*WORK INSTRUCTION 1*
In the article on rethinking the retail experience, how much did liquor sales grow in the year to June 2020?
*WORK INSTRUCTION 2*
Write the next part of the article on rethinking the retail experience, picking up right after its final sentence.

*PAGE EXTRACT*
▽

Rethinking the retail experience
Lockdowns and working from home have had a profound effect on the Australian way of life, including what we expect from a retail experience.
Key points
- Consumer behaviour and expectations have changed dramatically.
- Omni-Channel retailing is required to meet customer demands.
- Retailers need to remain dynamic in their physical and online product offerings.
The new way of shopping
The pandemic is accelerating the trend towards digitisation in the home, in the workplace, in the way services are accessed. Shopping is now done online, and delivery vans are now a regular feature of suburban traffic.
The options for accessing retail services seem endless: there’s home delivery, click and collect, kerbside pick-up as well as the traditional concept of actually browsing and buying from a shopping centre.
But even here there is new technology to navigate like accessing QR codes and registering email and/or phone numbers in order to simply attend shops.
In terms of actual retail sales, the pandemic has prompted a shift in traditional spending patterns. Liquor sales jumped 27 per cent in the year to June 2020, according to ABS estimates1. This compares with growth of just 2 per cent over the previous year.
Other sectors that surged over 2019/20 in terms of retail spending include hardware, electrical and furniture, all up more than 14 per cent over the year.1 It’s a consistent story: the pandemic prompted Australians to transfer spending otherwise tagged to international travel to home improvement, and embellishing and adorning their immediate environment.
The rise of the 20-minute city
However, there’s a larger narrative behind these trends. It revolves around the idea that our way of (urban) life is under review. For the better part of a century Australians lived in the suburbs and commuted into workplaces in the CBD or the inner city.

△

*EXCERPTED RECORDS*
▽

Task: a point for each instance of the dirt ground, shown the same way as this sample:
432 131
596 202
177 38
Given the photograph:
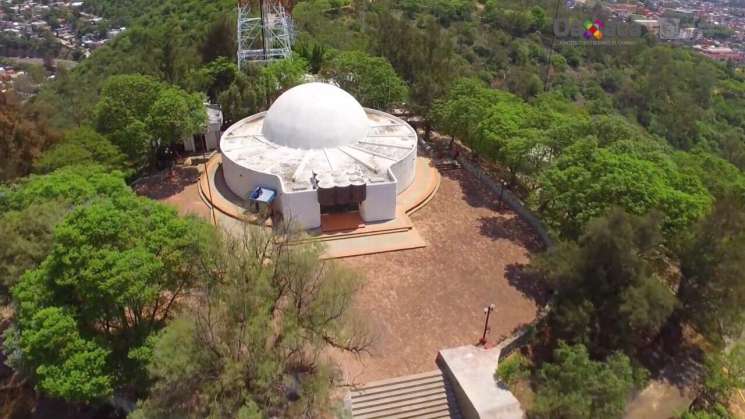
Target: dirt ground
419 301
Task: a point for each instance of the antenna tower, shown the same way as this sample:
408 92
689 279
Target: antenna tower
264 31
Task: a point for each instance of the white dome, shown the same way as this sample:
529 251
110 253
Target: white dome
315 115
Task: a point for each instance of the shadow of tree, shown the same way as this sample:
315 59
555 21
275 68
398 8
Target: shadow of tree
475 193
528 283
167 183
512 228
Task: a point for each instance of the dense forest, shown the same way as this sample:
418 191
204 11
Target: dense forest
632 156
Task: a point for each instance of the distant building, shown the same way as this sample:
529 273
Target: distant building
652 25
721 53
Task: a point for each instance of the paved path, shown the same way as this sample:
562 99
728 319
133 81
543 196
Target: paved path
419 301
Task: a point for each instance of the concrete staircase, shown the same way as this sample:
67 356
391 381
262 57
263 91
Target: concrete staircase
421 396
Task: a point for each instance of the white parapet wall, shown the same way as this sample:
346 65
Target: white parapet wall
379 203
301 208
470 370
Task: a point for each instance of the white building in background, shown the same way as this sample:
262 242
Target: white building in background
210 138
316 150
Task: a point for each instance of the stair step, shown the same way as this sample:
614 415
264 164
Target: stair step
408 411
401 379
400 393
385 405
422 391
399 388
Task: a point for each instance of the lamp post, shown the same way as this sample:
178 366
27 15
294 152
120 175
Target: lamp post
488 311
502 185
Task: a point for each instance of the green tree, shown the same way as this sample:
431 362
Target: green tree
122 112
173 116
278 76
371 80
72 184
249 345
115 272
609 295
724 374
66 365
573 386
81 146
587 180
27 239
712 290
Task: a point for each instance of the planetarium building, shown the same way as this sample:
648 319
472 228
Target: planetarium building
317 151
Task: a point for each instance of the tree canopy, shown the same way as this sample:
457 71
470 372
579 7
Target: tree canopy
249 345
609 295
82 146
573 386
371 80
115 270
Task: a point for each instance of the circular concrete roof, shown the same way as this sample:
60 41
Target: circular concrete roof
315 116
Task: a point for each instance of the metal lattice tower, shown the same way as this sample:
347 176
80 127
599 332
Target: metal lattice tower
264 35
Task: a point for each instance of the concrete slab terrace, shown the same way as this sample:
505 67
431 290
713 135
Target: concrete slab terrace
416 302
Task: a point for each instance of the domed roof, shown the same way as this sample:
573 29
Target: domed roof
314 116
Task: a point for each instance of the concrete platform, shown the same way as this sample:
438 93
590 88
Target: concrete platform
344 235
471 370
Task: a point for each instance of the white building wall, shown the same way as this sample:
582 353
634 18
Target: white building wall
212 137
404 171
242 181
379 203
301 208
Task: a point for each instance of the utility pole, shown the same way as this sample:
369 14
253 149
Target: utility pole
488 309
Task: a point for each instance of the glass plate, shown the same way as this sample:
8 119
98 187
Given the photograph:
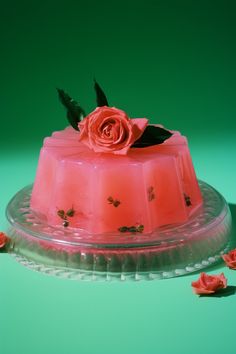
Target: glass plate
168 252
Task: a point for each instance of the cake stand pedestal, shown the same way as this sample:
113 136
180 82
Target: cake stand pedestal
168 252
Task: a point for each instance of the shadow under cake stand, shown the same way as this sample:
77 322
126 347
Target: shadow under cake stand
168 252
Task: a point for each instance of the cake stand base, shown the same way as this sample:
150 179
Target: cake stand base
168 252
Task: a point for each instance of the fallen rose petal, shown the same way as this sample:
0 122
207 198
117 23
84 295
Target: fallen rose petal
3 239
230 259
209 284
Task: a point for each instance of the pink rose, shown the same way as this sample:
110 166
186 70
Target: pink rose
209 284
230 259
108 129
3 239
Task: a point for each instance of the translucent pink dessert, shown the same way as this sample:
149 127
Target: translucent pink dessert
105 193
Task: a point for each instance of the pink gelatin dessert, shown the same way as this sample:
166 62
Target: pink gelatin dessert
113 174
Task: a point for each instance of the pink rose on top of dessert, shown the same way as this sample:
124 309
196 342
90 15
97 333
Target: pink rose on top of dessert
3 239
230 259
108 129
209 284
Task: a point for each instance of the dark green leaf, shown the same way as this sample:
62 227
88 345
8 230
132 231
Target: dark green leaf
100 95
74 112
152 135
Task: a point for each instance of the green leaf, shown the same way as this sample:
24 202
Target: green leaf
152 135
100 95
74 112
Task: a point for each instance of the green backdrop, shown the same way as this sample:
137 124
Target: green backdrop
170 61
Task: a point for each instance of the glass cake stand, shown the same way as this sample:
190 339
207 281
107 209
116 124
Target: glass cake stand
168 252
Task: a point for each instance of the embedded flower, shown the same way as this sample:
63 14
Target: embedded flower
230 259
209 284
110 130
3 239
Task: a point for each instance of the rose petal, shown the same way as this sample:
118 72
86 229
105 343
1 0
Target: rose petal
209 284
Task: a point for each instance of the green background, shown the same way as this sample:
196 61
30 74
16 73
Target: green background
170 61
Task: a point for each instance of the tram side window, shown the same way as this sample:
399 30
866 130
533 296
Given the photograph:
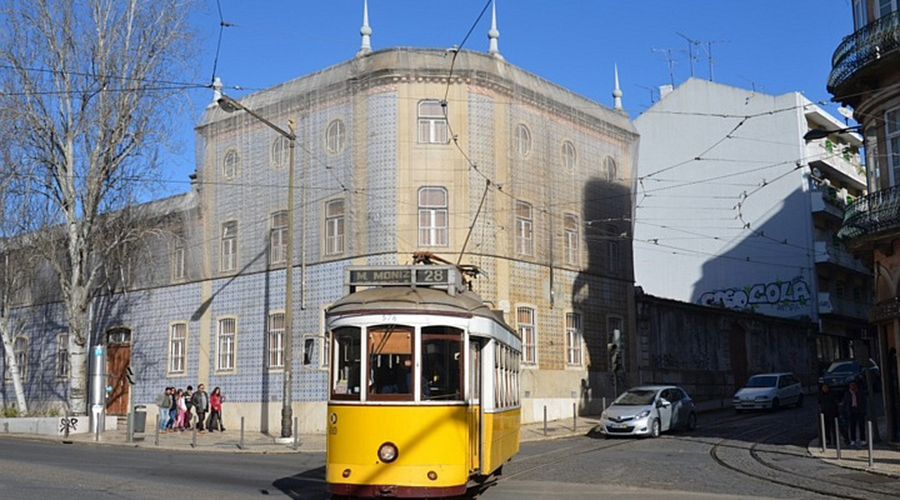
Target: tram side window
441 363
390 362
347 357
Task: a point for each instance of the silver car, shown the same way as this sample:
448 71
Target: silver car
649 411
768 391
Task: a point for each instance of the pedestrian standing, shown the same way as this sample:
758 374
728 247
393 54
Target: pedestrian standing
201 406
830 408
215 414
164 404
855 406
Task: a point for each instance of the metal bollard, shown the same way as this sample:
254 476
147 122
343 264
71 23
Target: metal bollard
241 444
837 437
823 434
869 441
545 420
574 417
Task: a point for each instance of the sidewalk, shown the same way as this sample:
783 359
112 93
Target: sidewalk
257 442
886 459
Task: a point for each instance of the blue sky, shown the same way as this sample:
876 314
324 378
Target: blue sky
774 46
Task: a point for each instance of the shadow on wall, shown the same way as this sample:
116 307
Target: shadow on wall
602 289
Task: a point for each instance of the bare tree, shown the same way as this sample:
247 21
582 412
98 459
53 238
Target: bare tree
89 87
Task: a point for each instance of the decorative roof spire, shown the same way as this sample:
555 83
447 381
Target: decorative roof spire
365 31
493 34
617 92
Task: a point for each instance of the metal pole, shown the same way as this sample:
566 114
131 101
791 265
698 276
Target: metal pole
286 409
824 431
837 437
241 445
870 435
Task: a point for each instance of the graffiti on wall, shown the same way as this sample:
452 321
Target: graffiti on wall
784 296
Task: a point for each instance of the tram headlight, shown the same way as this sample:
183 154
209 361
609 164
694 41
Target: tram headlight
388 452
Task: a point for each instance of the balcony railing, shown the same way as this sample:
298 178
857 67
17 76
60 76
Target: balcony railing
872 214
864 46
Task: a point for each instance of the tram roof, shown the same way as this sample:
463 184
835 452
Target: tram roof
415 300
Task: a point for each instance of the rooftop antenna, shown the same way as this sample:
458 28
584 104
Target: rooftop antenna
671 61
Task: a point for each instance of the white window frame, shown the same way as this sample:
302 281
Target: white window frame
569 155
335 136
62 356
432 233
226 344
432 126
574 339
278 237
335 226
523 140
279 152
177 363
231 164
528 331
228 256
572 239
275 342
524 213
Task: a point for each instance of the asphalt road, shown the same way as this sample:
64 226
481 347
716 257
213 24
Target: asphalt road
727 456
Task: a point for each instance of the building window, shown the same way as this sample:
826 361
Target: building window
178 348
281 149
278 238
432 123
225 344
334 136
570 226
276 341
524 228
334 227
609 166
179 268
892 134
613 248
433 217
62 355
569 155
523 140
229 246
230 164
20 351
526 325
574 339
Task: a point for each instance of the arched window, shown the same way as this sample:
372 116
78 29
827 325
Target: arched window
523 140
569 155
334 136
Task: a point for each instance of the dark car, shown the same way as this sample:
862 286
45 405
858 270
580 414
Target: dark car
842 372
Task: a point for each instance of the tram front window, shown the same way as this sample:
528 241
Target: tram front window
347 357
390 362
441 363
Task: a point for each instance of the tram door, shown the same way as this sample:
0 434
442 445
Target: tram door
475 411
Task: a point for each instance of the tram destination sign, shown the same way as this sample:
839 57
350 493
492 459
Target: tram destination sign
401 276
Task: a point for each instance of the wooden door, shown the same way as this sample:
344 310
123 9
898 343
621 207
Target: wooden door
118 357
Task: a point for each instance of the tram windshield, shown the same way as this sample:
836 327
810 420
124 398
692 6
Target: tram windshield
390 350
441 363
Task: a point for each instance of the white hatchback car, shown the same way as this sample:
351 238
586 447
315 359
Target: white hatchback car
768 391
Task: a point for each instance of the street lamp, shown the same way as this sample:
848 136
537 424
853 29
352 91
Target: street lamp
229 105
818 133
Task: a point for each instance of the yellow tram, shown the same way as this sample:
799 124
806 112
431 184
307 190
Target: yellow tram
424 384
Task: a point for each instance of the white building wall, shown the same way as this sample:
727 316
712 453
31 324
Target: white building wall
723 212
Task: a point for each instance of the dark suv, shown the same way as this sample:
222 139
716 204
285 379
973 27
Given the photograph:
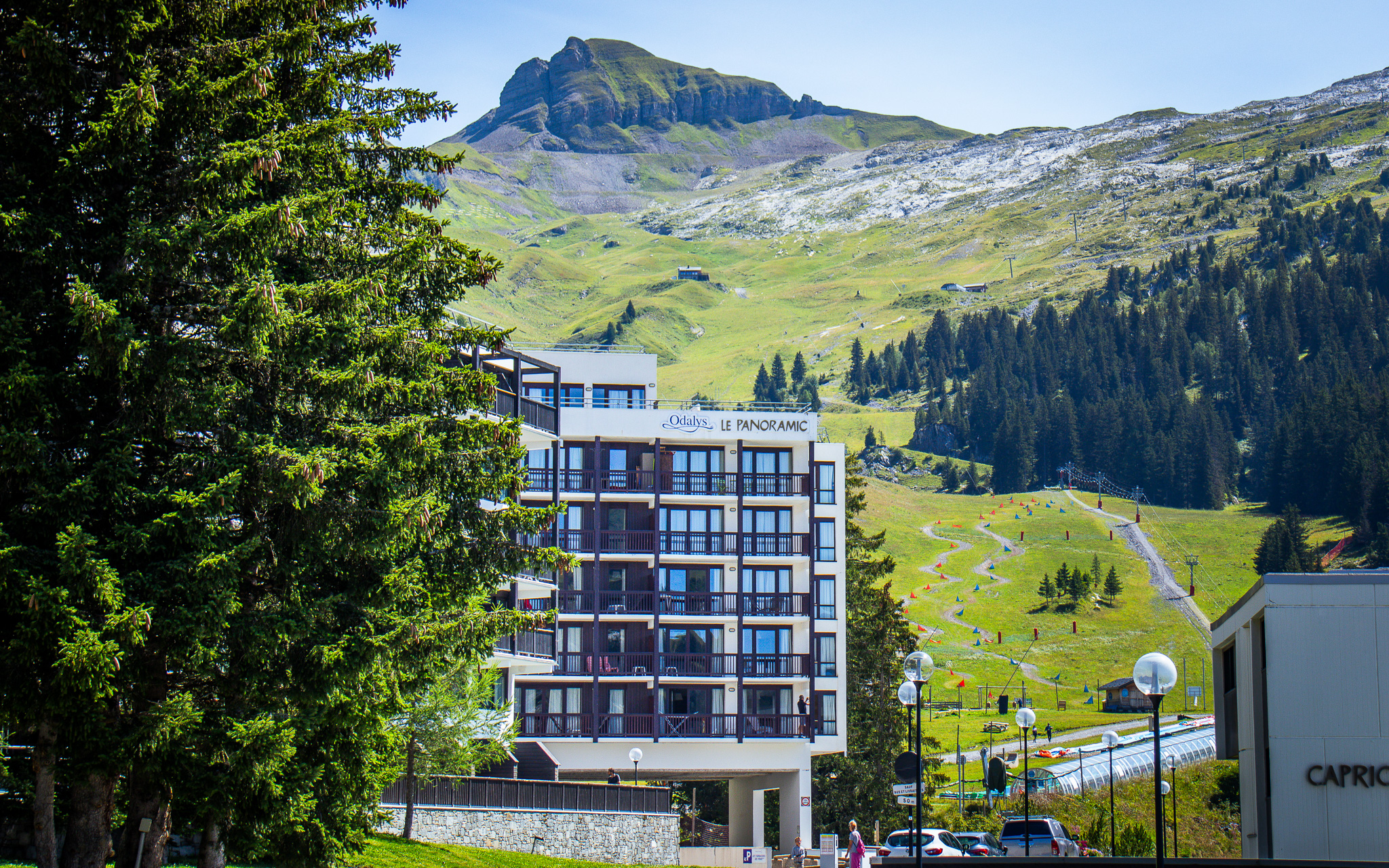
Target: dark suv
1038 836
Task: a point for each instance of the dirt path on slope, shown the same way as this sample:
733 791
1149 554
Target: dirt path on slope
1160 575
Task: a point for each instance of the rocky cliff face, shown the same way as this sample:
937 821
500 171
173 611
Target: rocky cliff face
608 96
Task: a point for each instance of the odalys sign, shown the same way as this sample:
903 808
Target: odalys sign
1348 775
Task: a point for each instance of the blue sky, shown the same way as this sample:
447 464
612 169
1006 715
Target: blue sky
981 66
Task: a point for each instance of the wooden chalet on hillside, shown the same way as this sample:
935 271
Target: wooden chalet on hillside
1124 696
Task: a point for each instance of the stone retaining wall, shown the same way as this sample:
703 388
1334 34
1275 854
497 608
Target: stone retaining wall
627 840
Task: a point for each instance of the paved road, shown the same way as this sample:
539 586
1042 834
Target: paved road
971 742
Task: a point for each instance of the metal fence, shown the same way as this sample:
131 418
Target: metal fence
506 793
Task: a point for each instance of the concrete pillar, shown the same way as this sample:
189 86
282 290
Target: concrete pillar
795 807
759 817
741 813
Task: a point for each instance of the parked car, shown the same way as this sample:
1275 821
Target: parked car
934 842
979 844
1038 836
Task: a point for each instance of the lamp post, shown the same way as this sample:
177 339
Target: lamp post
1025 718
917 667
1112 741
1154 675
1171 764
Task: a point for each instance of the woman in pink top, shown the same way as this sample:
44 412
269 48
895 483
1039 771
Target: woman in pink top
856 846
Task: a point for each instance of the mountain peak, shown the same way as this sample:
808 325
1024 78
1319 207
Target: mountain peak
609 96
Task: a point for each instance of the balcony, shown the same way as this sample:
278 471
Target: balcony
685 603
616 663
667 726
527 644
674 542
640 664
670 482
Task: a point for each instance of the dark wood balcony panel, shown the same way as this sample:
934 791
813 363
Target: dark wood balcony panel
609 663
702 485
777 604
775 666
775 545
667 726
609 601
775 485
674 542
530 644
698 666
692 542
698 603
534 795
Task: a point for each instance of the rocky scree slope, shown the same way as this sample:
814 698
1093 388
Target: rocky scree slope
1133 156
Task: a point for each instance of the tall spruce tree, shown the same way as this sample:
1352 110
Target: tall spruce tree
853 785
239 513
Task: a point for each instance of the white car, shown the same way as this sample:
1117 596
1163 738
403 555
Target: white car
934 842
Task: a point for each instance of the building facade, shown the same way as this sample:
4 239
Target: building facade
705 620
1302 701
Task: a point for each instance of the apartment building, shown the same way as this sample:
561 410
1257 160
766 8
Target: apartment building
705 620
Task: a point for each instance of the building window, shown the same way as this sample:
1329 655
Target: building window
825 597
571 395
827 663
825 540
824 484
619 397
827 718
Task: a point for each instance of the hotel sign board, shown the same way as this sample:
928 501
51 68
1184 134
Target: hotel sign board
689 424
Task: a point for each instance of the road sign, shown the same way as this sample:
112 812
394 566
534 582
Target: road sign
907 767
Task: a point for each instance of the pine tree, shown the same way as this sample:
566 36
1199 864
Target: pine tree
778 375
878 638
1113 588
798 368
763 391
1284 546
231 382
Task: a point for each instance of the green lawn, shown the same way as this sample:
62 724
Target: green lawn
391 852
1207 825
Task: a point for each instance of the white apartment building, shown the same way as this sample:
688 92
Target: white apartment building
1302 701
705 623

△

*TASK RESULT 1*
27 per cent

*TASK RESULT 2*
But in the post-COVID world this model is being disrupted with a greater proportion of the workforce now likely to work more often from home, even if for only a few days per week.
The post-COVID model that seems to be emerging correlates strongly to a concept that town planners have supported for 20 years or more. This is the idea of the 20-minute city where work, school, shops and services are provided in sufficient measure in suburban regions to enable local residents to live, work and play within a local area.
This model reduces carbon emissions, is kinder to our collective mental health, and activates suburbia which traditionally has lain dormant for perhaps 8-10 hours per day, as residents often worked in distant workplaces.
Shopping in the post-COVID world
Australians have shown an aptitude for online shopping, for browsing online catalogues and for ordering and paying online too. But they also have shown the potential to re-energise their local shopping strips and centres due to working from home. This is a different retail model to that which prevailed prior to the pandemic. In this brave new world, the key for retailers is to maintain an integrated presence in both online and offline channels to satisfy the different consumer preferences.
The good news is that the economic downturn triggered by the pandemic and its lockdown responses appears to be receding with GDP growth exceeding three percentage points for the September Quarter and again for the December Quarter.
Australia is a prosperous nation and Australians have demonstrated an aptitude for retail spending, especially at times when the economy is on the upswing.
But the old ways of delivering retail goods to the customer base are changing. The modern consumer wants to click and collect, to order online, to pay seamlessly, or indeed to pop into a shop, browse and walk out again.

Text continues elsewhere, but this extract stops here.